### REQUEST
Print the stretch of the CUDA Bellman-Ford walkthrough from "Calculate the global" through "it using atomicMin.", copied verbatim.

### PAGE
- - - - -

BellmanFord SSSP in CUDA

Here's the CUDA Bellman-Ford algorithm implementation for the Single-Source Shortest Path (SSSP) problem

Bellman-Ford Algorithm on CUDA: Code Walkthrough

Headers and Namespaces

#include <cstdio>
#include <iostream>
#include <vector>
#include <fstream>
#include <climits>
#include <cuda_runtime.h>
#include <sstream>
#include <algorithm>

We start by including the necessary header files:

I/O operations (<cstdio>, <iostream>, <fstream>)
Common data structures (<vector>)
C++ utilities (<climits>, <sstream>, <algorithm>)
CUDA-specific operations (<cuda_runtime.h>)

CUDA Kernel

__global__ void bellmanFordKernel(int* d_V, int* d_E, int* d_W, int* d_dist, int V, int E) {
    int idx = blockIdx.x * blockDim.x + threadIdx.x;
    
    if(idx < E) {
        int u = d_V[idx];
        int v = d_E[idx];
        int w = d_W[idx];
        
        if (d_dist[u] != INT_MAX/2 && d_dist[u] + w < d_dist[v]) {
            atomicMin(&d_dist[v], d_dist[u] + w);
        }
    }
}

This is the heart of the CUDA implementation: the kernel. Here's what each part does:

Calculate the global thread index with int idx = blockIdx.x * blockDim.x + threadIdx.x;.
Each thread is responsible for relaxing one edge. Thus, check if the current thread's index is within bounds (idx < E).
Fetch the source vertex (u), destination vertex (v), and weight (w) for the edge the thread is responsible for.
If the potential new distance to vertex v through vertex u is shorter, update it using atomicMin.

- - - - -

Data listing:
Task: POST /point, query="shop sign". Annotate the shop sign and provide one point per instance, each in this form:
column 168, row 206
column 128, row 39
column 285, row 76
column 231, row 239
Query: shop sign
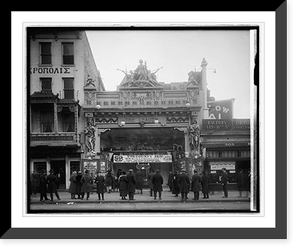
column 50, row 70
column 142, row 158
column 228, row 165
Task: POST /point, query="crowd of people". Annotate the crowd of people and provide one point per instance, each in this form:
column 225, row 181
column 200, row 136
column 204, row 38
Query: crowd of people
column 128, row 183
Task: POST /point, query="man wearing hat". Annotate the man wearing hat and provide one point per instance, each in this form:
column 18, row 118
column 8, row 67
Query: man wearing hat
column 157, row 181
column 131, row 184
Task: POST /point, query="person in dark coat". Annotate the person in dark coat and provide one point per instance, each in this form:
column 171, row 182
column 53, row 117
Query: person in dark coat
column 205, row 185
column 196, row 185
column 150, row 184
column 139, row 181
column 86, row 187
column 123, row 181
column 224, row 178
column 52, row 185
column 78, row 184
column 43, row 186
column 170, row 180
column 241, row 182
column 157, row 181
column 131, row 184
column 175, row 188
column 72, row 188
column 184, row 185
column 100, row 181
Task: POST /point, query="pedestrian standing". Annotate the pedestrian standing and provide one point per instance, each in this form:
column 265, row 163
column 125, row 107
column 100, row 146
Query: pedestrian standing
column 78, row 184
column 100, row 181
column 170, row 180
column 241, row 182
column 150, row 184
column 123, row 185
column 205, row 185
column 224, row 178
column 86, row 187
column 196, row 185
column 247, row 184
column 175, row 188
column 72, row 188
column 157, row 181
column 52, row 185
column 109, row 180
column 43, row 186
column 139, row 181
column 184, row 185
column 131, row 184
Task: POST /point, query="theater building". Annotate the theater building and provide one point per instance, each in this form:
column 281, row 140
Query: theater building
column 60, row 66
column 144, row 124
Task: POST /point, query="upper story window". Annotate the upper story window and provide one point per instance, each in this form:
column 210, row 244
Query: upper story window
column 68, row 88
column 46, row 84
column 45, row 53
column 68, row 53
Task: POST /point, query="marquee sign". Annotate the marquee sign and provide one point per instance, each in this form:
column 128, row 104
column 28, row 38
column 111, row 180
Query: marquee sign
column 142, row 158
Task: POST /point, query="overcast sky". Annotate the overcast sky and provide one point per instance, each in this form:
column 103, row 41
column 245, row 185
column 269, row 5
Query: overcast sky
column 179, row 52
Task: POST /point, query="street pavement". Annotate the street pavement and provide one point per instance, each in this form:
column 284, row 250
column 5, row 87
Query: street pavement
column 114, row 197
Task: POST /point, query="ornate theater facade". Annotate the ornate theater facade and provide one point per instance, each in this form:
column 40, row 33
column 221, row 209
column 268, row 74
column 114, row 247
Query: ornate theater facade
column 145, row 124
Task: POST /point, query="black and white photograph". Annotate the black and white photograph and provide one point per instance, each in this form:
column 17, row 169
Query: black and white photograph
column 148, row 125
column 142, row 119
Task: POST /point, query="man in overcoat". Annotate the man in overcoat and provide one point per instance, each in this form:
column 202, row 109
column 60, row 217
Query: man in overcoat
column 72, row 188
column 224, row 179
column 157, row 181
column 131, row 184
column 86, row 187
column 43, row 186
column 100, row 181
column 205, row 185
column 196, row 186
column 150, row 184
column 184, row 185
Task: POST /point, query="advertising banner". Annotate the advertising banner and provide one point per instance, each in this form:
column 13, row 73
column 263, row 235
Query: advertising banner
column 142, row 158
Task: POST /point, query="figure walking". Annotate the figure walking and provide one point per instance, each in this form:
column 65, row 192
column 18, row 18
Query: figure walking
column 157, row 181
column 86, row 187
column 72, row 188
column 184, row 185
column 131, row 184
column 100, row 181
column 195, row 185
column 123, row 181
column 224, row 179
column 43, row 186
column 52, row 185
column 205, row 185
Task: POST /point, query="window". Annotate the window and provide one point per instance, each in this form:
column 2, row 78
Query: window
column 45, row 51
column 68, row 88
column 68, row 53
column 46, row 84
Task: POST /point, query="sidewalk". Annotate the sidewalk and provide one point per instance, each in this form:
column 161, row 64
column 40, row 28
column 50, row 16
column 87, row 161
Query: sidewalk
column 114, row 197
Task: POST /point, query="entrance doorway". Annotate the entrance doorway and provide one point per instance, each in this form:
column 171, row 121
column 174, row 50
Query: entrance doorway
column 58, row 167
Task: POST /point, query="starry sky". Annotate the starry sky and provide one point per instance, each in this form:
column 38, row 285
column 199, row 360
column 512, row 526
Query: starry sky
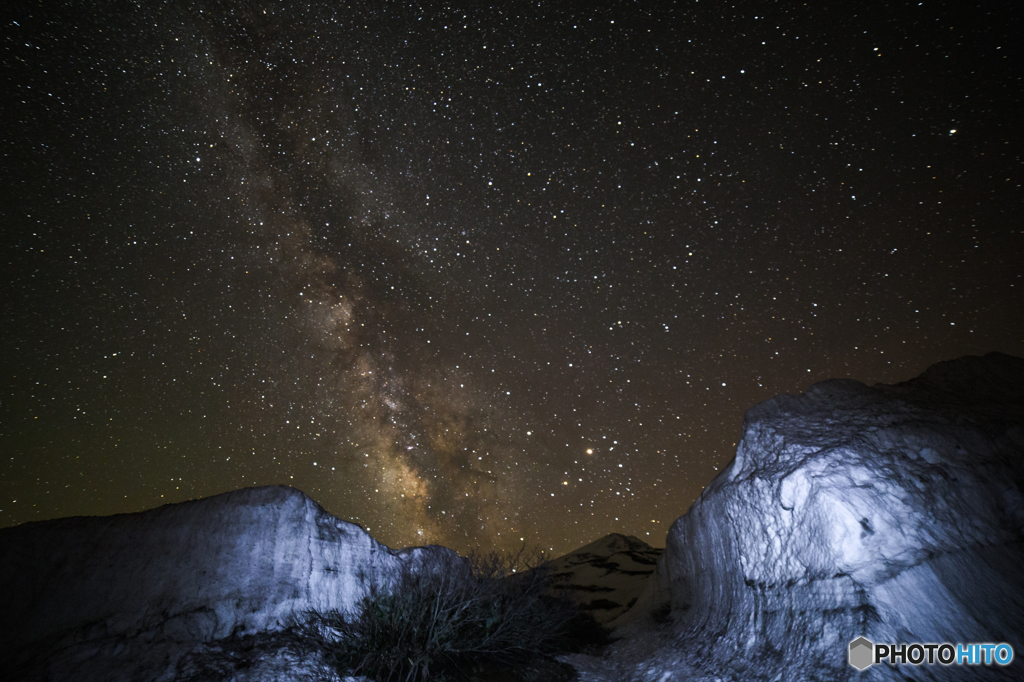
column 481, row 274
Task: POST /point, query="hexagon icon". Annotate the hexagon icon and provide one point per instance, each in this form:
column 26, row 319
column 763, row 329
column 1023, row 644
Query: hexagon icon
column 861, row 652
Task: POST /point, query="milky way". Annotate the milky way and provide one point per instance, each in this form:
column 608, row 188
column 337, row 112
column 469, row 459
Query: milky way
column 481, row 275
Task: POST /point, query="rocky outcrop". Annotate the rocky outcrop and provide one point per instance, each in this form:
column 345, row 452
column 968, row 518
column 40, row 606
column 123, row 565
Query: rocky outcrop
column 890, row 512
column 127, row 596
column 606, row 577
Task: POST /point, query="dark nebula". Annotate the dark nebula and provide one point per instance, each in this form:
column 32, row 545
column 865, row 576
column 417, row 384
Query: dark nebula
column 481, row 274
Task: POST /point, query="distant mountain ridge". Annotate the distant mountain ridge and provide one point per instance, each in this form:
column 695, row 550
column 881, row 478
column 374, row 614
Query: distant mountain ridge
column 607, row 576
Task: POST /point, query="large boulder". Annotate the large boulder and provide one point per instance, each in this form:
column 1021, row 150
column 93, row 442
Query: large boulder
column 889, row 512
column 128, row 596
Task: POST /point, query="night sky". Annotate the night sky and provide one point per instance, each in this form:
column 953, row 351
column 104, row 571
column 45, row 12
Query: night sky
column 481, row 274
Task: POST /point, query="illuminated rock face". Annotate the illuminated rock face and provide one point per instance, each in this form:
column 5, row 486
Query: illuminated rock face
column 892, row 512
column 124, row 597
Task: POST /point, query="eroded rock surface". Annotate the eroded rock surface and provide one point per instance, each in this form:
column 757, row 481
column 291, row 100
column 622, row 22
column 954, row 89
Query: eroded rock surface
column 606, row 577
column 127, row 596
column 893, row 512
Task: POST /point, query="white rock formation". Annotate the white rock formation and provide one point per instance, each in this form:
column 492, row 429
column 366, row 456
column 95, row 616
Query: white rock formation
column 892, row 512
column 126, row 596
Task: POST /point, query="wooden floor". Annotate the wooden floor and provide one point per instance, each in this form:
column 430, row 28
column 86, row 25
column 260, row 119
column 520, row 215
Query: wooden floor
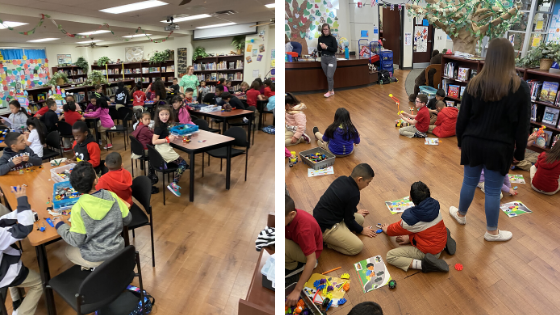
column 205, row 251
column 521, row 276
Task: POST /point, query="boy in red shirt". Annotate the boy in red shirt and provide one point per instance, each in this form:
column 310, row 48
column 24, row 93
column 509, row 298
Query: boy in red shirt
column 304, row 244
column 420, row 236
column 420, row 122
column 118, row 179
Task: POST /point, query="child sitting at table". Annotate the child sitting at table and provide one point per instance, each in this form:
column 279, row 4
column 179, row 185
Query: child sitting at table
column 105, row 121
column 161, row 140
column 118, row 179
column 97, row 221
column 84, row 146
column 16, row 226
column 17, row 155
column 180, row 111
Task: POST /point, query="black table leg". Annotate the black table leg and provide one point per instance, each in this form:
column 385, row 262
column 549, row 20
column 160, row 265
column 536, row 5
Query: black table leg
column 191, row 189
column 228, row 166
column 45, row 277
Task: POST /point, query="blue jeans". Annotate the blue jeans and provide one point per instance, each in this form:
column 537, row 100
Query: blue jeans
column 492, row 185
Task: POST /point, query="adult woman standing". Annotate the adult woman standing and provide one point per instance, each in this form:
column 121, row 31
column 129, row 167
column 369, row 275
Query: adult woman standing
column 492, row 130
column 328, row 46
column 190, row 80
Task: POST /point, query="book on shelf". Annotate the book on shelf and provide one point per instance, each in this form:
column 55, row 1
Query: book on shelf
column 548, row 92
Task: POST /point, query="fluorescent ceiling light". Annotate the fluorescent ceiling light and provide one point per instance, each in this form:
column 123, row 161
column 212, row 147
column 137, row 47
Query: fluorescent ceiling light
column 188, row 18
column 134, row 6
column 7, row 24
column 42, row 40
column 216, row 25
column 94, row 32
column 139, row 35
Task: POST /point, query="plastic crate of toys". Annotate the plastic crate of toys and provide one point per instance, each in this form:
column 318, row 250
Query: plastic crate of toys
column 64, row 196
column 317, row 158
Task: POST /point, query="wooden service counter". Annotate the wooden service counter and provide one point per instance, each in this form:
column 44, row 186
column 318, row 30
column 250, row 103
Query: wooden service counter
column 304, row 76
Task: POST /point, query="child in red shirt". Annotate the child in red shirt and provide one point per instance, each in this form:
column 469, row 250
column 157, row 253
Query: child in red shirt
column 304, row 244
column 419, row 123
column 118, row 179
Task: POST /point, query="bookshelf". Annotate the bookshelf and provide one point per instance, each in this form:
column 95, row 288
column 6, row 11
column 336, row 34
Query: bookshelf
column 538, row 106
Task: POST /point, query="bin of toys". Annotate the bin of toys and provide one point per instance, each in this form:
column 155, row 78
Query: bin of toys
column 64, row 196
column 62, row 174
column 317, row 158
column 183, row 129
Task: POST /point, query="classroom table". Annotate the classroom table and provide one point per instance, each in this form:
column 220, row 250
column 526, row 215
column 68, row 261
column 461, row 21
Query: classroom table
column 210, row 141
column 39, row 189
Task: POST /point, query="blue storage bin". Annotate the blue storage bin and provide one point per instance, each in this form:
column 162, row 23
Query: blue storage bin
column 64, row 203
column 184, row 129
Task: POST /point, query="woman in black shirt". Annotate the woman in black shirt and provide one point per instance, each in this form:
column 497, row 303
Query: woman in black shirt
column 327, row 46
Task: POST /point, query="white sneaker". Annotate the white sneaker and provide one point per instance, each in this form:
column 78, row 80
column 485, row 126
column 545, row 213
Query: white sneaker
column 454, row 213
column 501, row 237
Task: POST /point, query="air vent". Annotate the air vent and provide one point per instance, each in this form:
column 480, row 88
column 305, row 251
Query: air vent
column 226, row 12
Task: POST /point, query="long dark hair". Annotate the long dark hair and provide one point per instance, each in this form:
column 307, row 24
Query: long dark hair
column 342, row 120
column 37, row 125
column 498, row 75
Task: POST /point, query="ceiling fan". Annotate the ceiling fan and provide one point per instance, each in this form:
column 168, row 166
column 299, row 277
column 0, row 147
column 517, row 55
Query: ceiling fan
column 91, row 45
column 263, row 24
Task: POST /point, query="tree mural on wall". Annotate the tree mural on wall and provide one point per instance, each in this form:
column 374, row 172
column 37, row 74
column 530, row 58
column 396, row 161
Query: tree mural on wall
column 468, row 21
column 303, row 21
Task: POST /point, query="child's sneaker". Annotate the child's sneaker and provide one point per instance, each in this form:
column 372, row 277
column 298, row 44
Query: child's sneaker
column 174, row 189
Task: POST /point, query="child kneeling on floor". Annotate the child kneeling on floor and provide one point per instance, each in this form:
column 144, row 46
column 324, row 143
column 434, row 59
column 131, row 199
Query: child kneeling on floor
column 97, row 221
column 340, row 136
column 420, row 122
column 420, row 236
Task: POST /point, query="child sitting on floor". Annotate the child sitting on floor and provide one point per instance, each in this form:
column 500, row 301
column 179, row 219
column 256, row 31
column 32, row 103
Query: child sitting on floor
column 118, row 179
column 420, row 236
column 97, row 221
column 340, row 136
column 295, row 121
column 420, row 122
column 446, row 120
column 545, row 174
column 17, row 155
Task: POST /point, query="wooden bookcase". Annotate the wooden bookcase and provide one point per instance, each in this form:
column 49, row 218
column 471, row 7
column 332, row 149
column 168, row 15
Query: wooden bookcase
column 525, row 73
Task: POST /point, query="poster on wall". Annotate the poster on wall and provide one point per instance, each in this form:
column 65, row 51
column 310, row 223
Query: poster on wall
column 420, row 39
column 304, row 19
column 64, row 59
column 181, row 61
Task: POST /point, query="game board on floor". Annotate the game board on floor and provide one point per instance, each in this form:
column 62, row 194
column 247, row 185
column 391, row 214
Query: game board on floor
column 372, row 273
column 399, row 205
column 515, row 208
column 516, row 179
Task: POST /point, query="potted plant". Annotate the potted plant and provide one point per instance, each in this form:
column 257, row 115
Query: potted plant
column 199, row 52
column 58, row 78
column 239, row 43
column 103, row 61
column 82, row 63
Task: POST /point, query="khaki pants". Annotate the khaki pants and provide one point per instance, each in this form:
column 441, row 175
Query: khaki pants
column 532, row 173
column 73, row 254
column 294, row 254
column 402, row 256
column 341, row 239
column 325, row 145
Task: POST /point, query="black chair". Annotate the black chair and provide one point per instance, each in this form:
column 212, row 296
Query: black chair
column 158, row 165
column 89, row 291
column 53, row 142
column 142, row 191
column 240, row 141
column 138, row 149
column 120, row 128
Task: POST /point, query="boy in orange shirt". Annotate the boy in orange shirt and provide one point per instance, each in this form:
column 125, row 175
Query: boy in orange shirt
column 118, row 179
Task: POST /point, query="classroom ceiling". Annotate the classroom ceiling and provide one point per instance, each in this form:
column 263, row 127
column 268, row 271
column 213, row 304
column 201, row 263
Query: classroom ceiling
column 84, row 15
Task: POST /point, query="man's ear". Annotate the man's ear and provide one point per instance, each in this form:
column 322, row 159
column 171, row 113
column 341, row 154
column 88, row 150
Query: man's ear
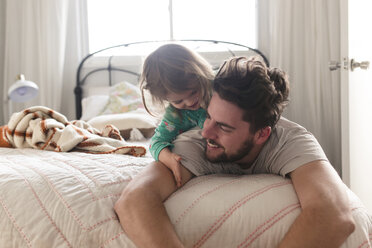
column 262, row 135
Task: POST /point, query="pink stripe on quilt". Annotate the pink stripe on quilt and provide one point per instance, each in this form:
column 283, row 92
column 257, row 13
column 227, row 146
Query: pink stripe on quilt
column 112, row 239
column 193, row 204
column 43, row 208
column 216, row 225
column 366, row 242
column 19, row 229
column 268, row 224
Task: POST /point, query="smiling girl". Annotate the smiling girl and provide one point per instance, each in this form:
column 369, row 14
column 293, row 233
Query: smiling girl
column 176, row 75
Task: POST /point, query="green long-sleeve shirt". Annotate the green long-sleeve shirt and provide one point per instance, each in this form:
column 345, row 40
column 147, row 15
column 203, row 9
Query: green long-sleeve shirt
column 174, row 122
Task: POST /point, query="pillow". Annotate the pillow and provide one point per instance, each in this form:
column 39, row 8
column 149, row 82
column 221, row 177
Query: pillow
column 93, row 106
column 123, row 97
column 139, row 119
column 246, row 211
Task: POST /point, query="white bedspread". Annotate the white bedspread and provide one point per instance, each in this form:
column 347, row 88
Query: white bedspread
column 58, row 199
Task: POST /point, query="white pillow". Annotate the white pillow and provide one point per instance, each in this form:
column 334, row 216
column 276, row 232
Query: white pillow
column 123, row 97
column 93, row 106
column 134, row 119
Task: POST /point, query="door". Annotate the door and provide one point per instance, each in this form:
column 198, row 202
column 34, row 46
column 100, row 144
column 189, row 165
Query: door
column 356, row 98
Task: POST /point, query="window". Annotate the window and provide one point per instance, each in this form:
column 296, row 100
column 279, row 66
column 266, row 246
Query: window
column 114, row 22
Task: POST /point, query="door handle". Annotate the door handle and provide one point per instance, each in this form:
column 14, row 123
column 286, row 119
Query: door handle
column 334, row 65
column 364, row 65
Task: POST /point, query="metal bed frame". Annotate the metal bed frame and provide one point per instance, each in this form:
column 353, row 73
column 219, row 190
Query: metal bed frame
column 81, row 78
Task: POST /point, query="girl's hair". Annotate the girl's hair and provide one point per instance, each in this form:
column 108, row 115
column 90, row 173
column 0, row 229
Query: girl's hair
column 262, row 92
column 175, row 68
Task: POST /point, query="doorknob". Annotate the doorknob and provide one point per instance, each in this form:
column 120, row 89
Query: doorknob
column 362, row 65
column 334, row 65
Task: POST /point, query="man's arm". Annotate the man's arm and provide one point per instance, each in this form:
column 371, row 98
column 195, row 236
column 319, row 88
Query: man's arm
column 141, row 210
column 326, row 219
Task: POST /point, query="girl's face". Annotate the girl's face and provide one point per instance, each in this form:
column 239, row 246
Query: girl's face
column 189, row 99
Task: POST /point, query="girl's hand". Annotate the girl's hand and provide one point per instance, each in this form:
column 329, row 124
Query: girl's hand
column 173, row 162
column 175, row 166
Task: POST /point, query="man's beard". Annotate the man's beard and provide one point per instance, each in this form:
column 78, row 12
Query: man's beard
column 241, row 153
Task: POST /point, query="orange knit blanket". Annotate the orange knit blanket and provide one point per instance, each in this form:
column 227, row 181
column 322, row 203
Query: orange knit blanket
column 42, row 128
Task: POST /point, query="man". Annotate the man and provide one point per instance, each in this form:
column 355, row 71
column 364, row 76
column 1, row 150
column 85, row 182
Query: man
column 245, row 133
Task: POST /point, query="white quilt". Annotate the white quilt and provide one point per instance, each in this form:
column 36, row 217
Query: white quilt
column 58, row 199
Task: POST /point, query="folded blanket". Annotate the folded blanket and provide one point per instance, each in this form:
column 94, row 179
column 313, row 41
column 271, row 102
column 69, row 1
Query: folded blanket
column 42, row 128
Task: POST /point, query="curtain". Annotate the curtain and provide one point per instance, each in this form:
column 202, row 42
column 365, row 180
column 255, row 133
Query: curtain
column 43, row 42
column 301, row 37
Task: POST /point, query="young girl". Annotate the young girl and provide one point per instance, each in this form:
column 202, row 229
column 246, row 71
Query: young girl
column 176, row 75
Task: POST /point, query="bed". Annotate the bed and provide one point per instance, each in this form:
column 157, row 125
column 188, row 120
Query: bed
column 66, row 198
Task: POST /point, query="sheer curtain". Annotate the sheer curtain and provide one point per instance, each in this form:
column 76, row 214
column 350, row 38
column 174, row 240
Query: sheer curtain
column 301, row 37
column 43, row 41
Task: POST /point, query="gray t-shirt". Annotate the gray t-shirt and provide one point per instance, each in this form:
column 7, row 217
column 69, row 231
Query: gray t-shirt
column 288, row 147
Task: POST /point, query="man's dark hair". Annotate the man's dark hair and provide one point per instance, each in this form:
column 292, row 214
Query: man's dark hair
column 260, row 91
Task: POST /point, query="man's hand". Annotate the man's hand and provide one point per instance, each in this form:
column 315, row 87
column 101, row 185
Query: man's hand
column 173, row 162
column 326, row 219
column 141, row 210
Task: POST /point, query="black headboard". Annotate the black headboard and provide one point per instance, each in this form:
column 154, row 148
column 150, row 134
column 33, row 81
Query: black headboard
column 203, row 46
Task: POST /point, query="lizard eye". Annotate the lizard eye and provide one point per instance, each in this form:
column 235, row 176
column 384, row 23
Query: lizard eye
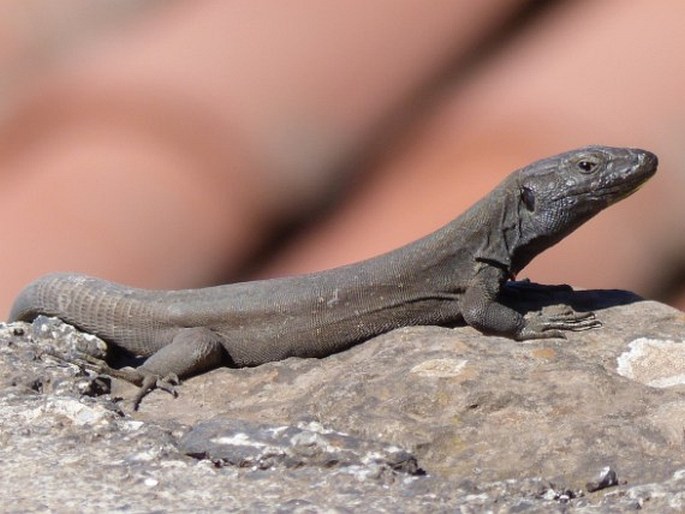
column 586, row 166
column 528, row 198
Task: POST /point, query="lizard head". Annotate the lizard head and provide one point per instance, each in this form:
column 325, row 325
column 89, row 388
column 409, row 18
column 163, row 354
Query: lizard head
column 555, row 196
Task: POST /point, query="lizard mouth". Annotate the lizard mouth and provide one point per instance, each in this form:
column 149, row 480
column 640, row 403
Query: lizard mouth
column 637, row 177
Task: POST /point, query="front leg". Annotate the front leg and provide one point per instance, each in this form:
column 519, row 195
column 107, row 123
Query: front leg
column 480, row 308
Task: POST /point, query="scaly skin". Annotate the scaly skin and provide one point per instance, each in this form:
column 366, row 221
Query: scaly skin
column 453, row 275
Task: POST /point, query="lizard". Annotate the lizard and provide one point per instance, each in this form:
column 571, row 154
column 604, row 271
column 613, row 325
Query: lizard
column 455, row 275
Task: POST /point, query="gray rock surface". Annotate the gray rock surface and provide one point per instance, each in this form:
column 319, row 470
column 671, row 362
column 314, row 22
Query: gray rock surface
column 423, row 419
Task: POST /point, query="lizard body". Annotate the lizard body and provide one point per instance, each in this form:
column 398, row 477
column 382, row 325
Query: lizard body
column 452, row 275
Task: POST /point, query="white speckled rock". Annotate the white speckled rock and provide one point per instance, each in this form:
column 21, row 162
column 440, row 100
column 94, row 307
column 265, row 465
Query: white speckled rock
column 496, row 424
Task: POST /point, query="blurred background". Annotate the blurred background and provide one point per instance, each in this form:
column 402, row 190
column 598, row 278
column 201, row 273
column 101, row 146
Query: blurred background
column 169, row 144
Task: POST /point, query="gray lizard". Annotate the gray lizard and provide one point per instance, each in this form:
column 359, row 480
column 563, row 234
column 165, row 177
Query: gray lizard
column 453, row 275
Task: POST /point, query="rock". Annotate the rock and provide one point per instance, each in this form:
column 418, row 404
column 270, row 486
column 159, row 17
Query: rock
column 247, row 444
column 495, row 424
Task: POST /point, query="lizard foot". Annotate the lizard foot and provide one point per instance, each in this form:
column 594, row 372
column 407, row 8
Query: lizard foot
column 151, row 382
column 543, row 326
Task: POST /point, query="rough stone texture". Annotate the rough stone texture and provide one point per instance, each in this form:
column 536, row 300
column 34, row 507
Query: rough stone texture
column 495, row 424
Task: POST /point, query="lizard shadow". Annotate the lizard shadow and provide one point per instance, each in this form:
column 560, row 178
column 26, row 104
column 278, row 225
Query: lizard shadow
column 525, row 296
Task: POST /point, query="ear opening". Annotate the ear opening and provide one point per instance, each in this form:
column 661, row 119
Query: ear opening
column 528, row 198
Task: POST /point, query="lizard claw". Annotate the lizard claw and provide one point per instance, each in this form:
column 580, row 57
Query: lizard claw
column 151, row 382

- - - - -

### COMPLETED EXERCISE
Calculate the global thread index with int idx = blockIdx.x * blockDim.x + threadIdx.x;.
Each thread is responsible for relaxing one edge. Thus, check if the current thread's index is within bounds (idx < E).
Fetch the source vertex (u), destination vertex (v), and weight (w) for the edge the thread is responsible for.
If the potential new distance to vertex v through vertex u is shorter, update it using atomicMin.